EXERCISE:
Among the lines below, a stretch begins at the one with "box: [779, 69, 816, 94]" and ends at the one with "box: [517, 487, 730, 557]". Repeat that stretch exactly, ends included.
--- START ---
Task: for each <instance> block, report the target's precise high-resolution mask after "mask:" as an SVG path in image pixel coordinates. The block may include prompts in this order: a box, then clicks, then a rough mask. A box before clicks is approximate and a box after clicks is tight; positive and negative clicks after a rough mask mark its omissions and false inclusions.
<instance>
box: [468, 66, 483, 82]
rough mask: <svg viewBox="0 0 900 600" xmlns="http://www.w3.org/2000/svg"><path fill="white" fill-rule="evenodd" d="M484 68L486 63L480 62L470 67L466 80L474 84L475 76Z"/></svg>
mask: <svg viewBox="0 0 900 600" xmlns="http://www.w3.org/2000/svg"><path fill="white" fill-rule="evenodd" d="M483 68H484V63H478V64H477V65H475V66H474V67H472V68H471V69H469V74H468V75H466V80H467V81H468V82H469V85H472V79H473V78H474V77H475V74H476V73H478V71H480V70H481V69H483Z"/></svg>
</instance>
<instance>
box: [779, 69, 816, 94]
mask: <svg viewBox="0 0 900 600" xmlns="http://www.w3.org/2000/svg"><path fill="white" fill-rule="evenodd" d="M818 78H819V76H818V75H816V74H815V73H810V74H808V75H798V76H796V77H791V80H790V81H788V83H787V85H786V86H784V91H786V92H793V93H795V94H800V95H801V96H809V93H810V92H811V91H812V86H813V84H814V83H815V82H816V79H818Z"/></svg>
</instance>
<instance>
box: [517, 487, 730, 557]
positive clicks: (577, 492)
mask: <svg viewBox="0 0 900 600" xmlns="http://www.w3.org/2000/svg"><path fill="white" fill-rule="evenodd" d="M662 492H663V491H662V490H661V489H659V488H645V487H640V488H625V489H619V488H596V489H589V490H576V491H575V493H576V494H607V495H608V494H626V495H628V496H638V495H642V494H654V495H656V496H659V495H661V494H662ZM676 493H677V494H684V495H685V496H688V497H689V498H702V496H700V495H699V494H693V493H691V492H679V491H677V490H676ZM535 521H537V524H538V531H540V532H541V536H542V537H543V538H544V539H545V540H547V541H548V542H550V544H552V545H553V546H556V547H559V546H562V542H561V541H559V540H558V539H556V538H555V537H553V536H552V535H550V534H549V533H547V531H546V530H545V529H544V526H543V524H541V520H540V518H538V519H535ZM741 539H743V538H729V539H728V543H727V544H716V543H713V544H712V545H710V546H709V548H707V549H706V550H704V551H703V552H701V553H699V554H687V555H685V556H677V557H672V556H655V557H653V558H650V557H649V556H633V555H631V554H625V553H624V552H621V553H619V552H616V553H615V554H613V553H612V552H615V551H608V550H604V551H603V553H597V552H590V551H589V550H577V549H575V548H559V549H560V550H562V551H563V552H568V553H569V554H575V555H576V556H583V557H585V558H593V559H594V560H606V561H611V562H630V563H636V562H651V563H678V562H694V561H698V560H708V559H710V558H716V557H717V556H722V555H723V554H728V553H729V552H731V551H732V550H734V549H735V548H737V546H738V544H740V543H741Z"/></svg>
--- END ---
COMPLETED TASK:
box: [779, 69, 816, 94]
mask: <svg viewBox="0 0 900 600" xmlns="http://www.w3.org/2000/svg"><path fill="white" fill-rule="evenodd" d="M818 78H819V76H818V75H816V74H815V73H810V74H808V75H798V76H796V77H791V80H790V81H788V83H787V85H786V86H784V91H786V92H793V93H795V94H800V95H801V96H809V93H810V92H811V91H812V86H813V84H814V83H815V82H816V79H818Z"/></svg>
</instance>
<instance>
box: [517, 487, 730, 557]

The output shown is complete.